_Problem:_
Write out all the entries word for word and omit any pictures.

Stored dataset items
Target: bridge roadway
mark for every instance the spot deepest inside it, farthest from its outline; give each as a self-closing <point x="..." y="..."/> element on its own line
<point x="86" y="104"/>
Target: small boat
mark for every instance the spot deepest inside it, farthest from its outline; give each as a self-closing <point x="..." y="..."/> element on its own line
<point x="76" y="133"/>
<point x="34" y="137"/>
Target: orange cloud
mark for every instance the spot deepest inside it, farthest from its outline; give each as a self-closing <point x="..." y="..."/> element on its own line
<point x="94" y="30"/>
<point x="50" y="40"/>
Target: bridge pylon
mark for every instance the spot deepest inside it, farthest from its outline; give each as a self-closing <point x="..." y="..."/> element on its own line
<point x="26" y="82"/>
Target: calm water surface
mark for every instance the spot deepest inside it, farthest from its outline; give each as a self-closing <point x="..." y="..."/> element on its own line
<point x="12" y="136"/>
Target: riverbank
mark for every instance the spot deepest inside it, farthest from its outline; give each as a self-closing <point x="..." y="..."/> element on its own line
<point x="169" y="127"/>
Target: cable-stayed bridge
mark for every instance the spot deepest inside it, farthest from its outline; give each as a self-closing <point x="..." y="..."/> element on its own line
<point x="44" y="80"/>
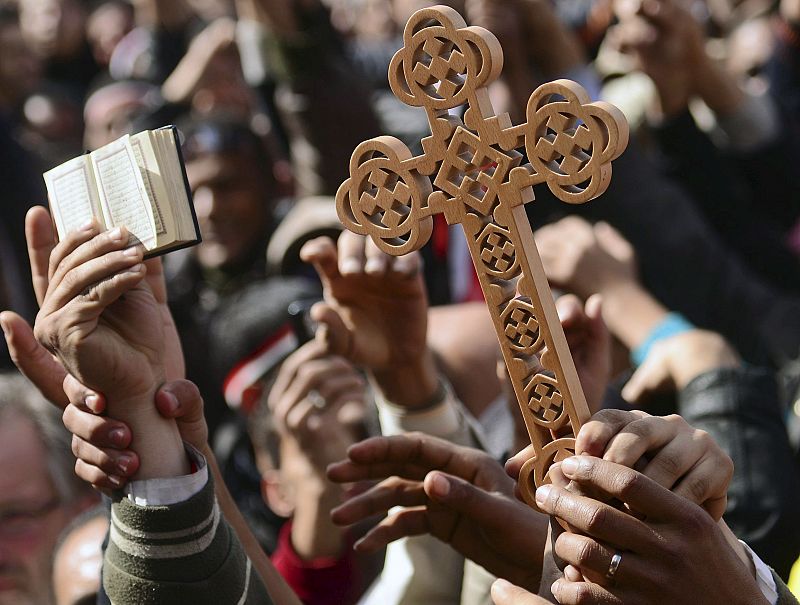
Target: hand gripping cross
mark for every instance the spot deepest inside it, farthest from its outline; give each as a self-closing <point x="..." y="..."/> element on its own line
<point x="471" y="172"/>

_Response to the exercise:_
Target: bridge roadway
mark for every instance the spot deepest inside it, farthest from its outline; give each as a self-closing <point x="..." y="..."/> element on its own line
<point x="86" y="104"/>
Target: small boat
mark for every instance the spot deepest inside it, farthest from its outline; give each as a self-closing <point x="..." y="..."/> element on its own line
<point x="76" y="133"/>
<point x="34" y="137"/>
Target: orange cloud
mark for every instance the spot deepest inside it, farthest from its outline; give each as a self-closing <point x="..." y="..."/> element on its own line
<point x="94" y="30"/>
<point x="50" y="40"/>
Target: bridge pylon
mark for every instance the spot deepest inside it, farthest from its outline; give each as a self-closing <point x="..." y="..."/> element on its own line
<point x="26" y="82"/>
Target: calm water surface
mark for every instance the spot deepest inside it, farthest from its outline; give each as a self-closing <point x="..." y="..."/> element on its own line
<point x="12" y="136"/>
Target: riverbank
mark for every instance the spot deepest inside it, farthest from its outline; give each as a self-closing <point x="..." y="..."/> element on its own line
<point x="169" y="127"/>
Target: cable-stayed bridge
mark for every instance the spot deepest inside it, farthest from its outline; give each as a self-closing <point x="..." y="..."/> element on its own line
<point x="44" y="80"/>
Target: hand gripping cross
mark for every instance the spot deepest inside it, farthest from its outline; give each as a self-closing <point x="..." y="..."/> element on its own line
<point x="471" y="172"/>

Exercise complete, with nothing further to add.